* [EXERCÍCIO]: Liste todos os nomes próprios e siglas que aparecem no artigo sobre a renegociação das dívidas rurais.

Renegociação outra vez 

* Roberto Rodrigues

Fica a impressão de que o campo não paga dívidas e pede sempre para prorrogá-las, o que exige explicação

 ESTÁ DE volta a discussão sobre nova renegociação das dívidas dos agricultores. O assunto é recorrente e dá a impressão desagradável de que o campo nunca paga suas dívidas e vive pedindo para prorrogá-las.
 
A repetição da matéria exige explicações à sociedade. Tudo começou com o programa de substituição das importações, há décadas, mas o grande golpe aconteceu no Plano Collor. Naquela ocasião, quando se deu o confisco das poupanças dos brasileiros, a agricultura viveu uma situação injusta: as dívidas dos produtores rurais foram corrigidas pelo IPC, em 84%, enquanto os preços agrícolas foram corrigidos pela BTN, em 42%.

Registros do conjunto de dados de anotação por pontos:
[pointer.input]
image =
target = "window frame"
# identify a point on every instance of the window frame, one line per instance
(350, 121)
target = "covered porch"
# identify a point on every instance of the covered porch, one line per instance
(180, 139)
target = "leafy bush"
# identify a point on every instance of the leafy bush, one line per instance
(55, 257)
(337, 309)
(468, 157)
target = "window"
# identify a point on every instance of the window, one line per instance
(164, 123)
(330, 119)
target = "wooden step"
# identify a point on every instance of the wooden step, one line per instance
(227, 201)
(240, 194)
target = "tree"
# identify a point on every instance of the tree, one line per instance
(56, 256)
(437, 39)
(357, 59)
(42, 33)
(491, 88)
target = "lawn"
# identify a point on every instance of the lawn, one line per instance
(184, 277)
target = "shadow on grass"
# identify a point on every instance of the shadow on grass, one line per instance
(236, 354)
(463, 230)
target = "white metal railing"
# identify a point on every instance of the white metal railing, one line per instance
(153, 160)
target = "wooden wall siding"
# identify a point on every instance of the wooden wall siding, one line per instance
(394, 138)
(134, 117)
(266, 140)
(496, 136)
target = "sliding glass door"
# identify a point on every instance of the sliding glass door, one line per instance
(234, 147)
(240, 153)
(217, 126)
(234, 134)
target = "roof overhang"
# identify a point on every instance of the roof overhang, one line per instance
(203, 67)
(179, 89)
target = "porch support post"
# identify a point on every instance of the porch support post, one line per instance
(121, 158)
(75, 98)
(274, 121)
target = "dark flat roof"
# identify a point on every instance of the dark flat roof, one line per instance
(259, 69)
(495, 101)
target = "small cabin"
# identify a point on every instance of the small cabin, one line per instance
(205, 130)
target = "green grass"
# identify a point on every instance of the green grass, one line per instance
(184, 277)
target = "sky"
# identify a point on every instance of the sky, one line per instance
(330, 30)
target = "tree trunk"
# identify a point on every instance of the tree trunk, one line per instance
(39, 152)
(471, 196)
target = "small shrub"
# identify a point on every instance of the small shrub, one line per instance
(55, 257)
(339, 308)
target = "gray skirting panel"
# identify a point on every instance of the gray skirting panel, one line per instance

* [RESOLUÇÃO]:
- Roberto Rodrigues
- Plano Collor
- IPC
- BTN